課題 1
日教組に関する文章によると、勤務評定反対運動で何らかの処分を受けた組合員はおよそ何人か。

───── 文書の抜粋

発足当初、日本共産党を支持するグループが日教組の主流派を占めたが、規模が大きくなるにつれ共産党系は非主流派となり、日本社会党を支持する勢力が主流派となる(ただしこの中でも右派・左派に分かれている)。社会主義および共産主義を思想の底流に持つ日教組は、戦前の国家による思想教育に対する反省ともあいまって、「教育の民主化(国家的統制の拒否)」を活動の重要な柱のひとつに掲げる。
そのため、1956年には当時住民の公選制であった教育委員会が、首長による任命制へ移行されるという政策に強く反対した。また、国家統制の象徴であるとして学校での国旗掲揚・国歌斉唱に反対してきた(現在はそのような主張はしていない)。
また、教育における子どもの競争や教師の評価を拒否し、子どもや教師の序列付けを激しく拒んできた。昭和30年代(1955~1964年)には教師の勤務評定の実施阻止、全国統一学力テストの反対などを行う。これらの反対運動は地域社会も巻き込み、大規模におこなわれた。勤務評定反対運動では、公務員には禁止されているストライキを大々的に行い、約6万人の組合員が何らかの処分を受けている。
社会主義との親和性の高さは、幹部による北朝鮮への密接な関わりにも表れている。計30年にわたり日教組の中央役員を務め、「ミスター日教組」と呼ばれた槙枝元文(2010年死去)は北朝鮮を礼賛し、最も尊敬する人物に金日成を挙げている。また、北朝鮮の指導思想であるチュチェ(主体)思想を学ぶ「日本教職員チュチェ思想研究会全国連絡協議会」は、日教組関係者が歴代会長を務めている。
平和運動等にも積極的に関与し、政治的メッセージを発信するほか、デモ活動でも盛んに各都道府県教組から人員を派遣している。昨年夏以降に発表された「声明・談話」で、教育とは直接関連のないテーマのものには、
  • 関電高浜原発3号機の再稼働に抗議する書記長談話
  • 朝鮮民主主義人民共和国の水爆実験に抗議する書記長談話
  • 日印原子力協定の「原則合意」に関する書記長談話
  • 沖縄辺野古新基地建設に関する本体工事着手強行に抗議する書記長談話
  • 「安全保障関連法」に断固反対し、日本国憲法の理念を取り戻す書記長談話
などがある。

日教組バッシング

日教組への批判は数多いが、上記以外では主なものとして以下が挙げられる。
  • 教育活動よりも、各種集会への動員、選挙活動など組合から指示される仕事に熱心な組合員がいる。
  • 教育基本法等で教職員の政治活動は禁止されているが、それを無視して選挙運動を行っている。北海道教職員組合では、約1600万円の裏金を民主党候補者に渡した。
  • 組織率の高い都道府県では、組合役員を経験することが管理職や教育委員会への登用など出世のための定番コースとなっており、御用組合となっている。
  • ゆとり教育を推進。日本の子どもの学力を下げた。
  • 自虐史観の歴史教育や行き過ぎた性教育を推進。そのための不適切な副教材の作成と使用を行っている。
  • いじめの増加や子どもが荒れる原因を作っている。

──────────

課題 2
記録の中で文字列「seal」を含む行がいくつあるか、その数だけを答えよ。大文字と小文字は区別する。

───── 課題用データ

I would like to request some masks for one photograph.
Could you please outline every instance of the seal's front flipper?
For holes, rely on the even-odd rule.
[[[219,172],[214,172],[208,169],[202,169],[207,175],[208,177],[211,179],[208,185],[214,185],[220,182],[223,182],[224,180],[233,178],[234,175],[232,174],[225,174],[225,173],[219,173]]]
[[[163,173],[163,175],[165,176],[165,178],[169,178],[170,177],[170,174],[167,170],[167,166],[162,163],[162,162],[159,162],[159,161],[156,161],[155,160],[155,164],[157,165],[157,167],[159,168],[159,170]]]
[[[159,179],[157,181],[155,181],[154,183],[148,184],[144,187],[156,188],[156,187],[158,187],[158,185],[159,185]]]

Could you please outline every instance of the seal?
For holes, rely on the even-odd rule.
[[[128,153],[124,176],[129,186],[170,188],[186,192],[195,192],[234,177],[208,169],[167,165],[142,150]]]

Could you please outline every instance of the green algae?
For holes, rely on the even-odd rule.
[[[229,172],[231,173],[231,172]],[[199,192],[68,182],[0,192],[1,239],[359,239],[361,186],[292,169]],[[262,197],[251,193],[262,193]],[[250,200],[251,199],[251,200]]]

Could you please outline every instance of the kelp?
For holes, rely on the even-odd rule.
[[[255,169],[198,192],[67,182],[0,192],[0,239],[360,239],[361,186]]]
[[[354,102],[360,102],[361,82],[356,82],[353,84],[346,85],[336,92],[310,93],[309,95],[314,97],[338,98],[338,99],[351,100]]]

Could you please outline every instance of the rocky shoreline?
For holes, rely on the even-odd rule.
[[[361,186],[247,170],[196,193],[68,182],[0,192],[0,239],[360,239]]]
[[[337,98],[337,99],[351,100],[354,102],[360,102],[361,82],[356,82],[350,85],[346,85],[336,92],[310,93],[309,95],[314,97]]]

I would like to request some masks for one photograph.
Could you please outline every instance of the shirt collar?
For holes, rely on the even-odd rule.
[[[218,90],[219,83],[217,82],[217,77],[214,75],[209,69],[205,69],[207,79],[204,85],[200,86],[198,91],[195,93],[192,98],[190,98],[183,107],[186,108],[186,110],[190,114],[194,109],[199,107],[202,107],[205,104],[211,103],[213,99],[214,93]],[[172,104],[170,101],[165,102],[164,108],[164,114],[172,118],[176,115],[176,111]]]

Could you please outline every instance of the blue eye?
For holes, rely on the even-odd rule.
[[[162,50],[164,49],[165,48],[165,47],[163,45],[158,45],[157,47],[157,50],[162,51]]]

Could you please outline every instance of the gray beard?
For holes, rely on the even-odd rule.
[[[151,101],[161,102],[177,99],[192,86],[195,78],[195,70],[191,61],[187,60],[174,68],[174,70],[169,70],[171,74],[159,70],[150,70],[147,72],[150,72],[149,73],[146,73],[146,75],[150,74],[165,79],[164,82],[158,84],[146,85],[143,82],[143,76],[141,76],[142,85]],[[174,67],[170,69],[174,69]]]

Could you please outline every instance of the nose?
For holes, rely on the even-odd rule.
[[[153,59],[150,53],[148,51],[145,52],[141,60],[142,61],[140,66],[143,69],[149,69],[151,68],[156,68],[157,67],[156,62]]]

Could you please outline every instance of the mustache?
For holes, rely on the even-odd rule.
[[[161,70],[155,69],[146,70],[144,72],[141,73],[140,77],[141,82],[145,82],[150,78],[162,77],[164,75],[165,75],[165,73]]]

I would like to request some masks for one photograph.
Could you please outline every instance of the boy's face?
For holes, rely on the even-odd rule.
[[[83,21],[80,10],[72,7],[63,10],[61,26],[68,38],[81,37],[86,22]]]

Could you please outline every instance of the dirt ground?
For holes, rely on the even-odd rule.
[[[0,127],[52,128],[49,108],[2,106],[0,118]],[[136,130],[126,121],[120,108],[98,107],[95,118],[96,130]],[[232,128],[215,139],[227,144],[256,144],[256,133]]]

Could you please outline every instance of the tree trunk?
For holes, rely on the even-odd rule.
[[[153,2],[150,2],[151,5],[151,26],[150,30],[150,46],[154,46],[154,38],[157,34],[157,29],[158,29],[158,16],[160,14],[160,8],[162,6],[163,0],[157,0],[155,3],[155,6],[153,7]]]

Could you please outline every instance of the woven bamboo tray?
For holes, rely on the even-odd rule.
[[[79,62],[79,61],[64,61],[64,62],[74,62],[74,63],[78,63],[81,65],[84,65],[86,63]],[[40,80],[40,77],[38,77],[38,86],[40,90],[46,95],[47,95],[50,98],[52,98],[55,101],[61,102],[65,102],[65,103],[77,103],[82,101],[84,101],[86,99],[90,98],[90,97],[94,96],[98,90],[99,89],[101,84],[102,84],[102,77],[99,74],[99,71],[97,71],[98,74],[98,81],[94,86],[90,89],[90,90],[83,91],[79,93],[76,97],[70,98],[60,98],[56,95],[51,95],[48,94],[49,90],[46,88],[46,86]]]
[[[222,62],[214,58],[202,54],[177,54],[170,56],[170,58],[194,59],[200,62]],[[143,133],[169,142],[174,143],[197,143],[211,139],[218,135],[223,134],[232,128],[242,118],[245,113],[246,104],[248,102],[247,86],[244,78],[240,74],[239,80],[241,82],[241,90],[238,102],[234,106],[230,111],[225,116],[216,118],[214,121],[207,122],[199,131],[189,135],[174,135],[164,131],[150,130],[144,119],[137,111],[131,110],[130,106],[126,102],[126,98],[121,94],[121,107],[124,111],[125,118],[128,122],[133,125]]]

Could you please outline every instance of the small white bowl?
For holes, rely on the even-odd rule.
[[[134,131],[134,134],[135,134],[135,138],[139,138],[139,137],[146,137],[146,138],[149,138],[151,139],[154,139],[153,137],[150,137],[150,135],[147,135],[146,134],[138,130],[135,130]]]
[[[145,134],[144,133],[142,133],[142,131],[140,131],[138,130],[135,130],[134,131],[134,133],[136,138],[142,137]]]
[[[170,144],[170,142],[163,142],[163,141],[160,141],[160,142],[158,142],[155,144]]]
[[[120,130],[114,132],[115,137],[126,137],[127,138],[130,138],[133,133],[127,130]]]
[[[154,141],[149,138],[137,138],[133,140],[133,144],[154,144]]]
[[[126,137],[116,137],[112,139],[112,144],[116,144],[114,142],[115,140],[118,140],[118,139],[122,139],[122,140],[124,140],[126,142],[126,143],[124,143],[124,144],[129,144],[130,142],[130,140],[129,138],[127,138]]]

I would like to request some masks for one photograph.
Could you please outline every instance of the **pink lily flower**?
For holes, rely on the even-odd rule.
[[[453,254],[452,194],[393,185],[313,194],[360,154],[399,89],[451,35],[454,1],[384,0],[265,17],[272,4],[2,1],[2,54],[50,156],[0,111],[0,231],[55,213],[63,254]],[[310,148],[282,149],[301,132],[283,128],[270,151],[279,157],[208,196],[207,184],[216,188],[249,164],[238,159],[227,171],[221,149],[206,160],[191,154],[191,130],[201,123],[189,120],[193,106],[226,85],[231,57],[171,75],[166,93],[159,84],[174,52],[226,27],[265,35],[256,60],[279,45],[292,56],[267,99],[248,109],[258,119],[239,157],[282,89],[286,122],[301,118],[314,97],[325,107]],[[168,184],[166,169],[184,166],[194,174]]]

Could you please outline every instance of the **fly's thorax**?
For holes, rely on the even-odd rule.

──────────

正解 1
約6万人

正解 2
2